━━ ЦИТИРУЕМЫЙ ТЕКСТ ━━

Васнецов смотрел на Репина серьезно.
– Быстрый ты человек, Илья. Ну, куда я от этого? – рукою показал на полотно. – Это, Илья, мне Москва дала.
– Москва, Москва! Она не приняла ни тебя, ни меня.
– Значит, не из торопких. Ничего, примет. Я Москву домом ощущаю. Будут деньги, обязательно построю себе дом в каком-нибудь переулке. Москва – переулками красна. Сошел с тротуара – и вот она тебе и деревня, и Россия.
– Домосед ты, Витя!
– Домосед, но бездомный.
– А я – кочевник. У меня степь в сердце. Что же до богатырей, то ты прав – это у тебя крепко, крупно. Хороша троица! В искусстве теперь тоже есть три богатыря.
– Ты, я, а третий кто? – хохотнул Васнецов.
– А Суриков! Подходит?
– Подходит. Только у каждого из нашего брата своя троица.
– Пускай их тешатся. А троица та, что я назвал. Знаешь, что я теперь пишу? Человека, вернувшегося с каторги. Из образованных.
– Нашел время! Это после первого-то марта?
– Ко времени! Смотришь, их высочества поглядят, да и вернут кого-то. Ну, ладно, богатырствуй! Побежал. А помнишь, как впервые встретились? Ты Гомера нарисовал. По Академии гуд, вокруг толпа, Куинджи кудрями трясет: новый гений.
– Смешные мы были!
– Мы были то, что надо. Мы хотели быть гениями, и если еще не стали ими, так станем. Время у нас есть!
И улетел, как птаха, быстрый, легкий, счастливый.

━━━
━━ ПОЗИЦИИ ━━

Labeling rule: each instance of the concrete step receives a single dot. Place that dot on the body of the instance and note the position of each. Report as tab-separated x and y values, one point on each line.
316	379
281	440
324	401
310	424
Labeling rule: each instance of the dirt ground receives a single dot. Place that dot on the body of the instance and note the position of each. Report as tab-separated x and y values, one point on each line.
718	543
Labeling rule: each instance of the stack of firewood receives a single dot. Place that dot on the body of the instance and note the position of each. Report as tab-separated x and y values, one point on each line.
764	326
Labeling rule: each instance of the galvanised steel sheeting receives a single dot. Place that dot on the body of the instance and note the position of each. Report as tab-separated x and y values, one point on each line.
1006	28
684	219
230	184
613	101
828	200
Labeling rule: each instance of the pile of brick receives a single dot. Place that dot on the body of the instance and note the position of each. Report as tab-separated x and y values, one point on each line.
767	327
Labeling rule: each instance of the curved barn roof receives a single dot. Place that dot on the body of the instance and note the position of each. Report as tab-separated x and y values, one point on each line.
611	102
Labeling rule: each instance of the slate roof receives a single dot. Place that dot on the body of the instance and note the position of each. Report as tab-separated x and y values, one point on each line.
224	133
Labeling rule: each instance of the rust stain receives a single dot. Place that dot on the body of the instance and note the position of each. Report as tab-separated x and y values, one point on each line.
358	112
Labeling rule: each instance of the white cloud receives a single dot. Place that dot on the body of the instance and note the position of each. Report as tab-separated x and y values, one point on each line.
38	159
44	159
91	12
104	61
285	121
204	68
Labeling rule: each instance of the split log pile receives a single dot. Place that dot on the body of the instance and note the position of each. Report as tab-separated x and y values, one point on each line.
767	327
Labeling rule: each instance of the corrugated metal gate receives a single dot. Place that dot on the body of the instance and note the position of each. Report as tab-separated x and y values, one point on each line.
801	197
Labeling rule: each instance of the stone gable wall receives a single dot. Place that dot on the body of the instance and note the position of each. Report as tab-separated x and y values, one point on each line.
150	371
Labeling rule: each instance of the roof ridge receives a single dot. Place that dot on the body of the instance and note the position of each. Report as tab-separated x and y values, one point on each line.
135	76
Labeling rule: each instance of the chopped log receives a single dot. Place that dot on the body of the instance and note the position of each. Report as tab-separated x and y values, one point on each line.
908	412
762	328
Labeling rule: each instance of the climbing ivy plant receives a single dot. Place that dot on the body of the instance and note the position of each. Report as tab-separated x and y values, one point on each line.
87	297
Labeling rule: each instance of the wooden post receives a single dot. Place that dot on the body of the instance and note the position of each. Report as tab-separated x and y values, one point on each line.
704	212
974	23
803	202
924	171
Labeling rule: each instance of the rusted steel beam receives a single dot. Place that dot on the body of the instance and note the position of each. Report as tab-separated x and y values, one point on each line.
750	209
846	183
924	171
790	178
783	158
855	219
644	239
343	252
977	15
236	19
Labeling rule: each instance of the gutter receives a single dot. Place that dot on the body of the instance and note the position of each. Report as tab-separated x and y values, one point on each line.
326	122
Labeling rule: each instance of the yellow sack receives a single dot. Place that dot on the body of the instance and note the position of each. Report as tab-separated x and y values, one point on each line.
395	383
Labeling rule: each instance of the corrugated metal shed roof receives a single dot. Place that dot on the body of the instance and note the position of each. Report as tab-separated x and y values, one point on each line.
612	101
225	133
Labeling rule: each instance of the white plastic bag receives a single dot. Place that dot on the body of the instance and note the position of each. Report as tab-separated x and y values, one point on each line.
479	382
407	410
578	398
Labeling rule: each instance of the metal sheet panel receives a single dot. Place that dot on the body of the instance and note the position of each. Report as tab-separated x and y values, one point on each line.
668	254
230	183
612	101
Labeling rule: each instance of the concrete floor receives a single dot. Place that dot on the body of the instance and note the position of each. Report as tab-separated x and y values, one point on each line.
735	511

━━━

• **ТРЕБОВАНИЯ**:
1. Извлеките из отрывка о Васнецове и Репине фрагмент от слов «Васнецов смотрел на» до слов «Домосед, но бездомный.» включительно, без каких-либо изменений.
2. Извлеките из перечня без изменений каждую строку, в которой встречается слово «corrugated».
Отрывок и перечень между собой никак не связаны.

• **ОТВЕТЫ**:
1.
Васнецов смотрел на Репина серьезно.
– Быстрый ты человек, Илья. Ну, куда я от этого? – рукою показал на полотно. – Это, Илья, мне Москва дала.
– Москва, Москва! Она не приняла ни тебя, ни меня.
– Значит, не из торопких. Ничего, примет. Я Москву домом ощущаю. Будут деньги, обязательно построю себе дом в каком-нибудь переулке. Москва – переулками красна. Сошел с тротуара – и вот она тебе и деревня, и Россия.
– Домосед ты, Витя!
– Домосед, но бездомный.

2.
Labeling rule: each instance of the corrugated metal gate receives a single dot. Place that dot on the body of the instance and note the position of each. Report as tab-separated x and y values, one point on each line.
Labeling rule: each instance of the corrugated metal shed roof receives a single dot. Place that dot on the body of the instance and note the position of each. Report as tab-separated x and y values, one point on each line.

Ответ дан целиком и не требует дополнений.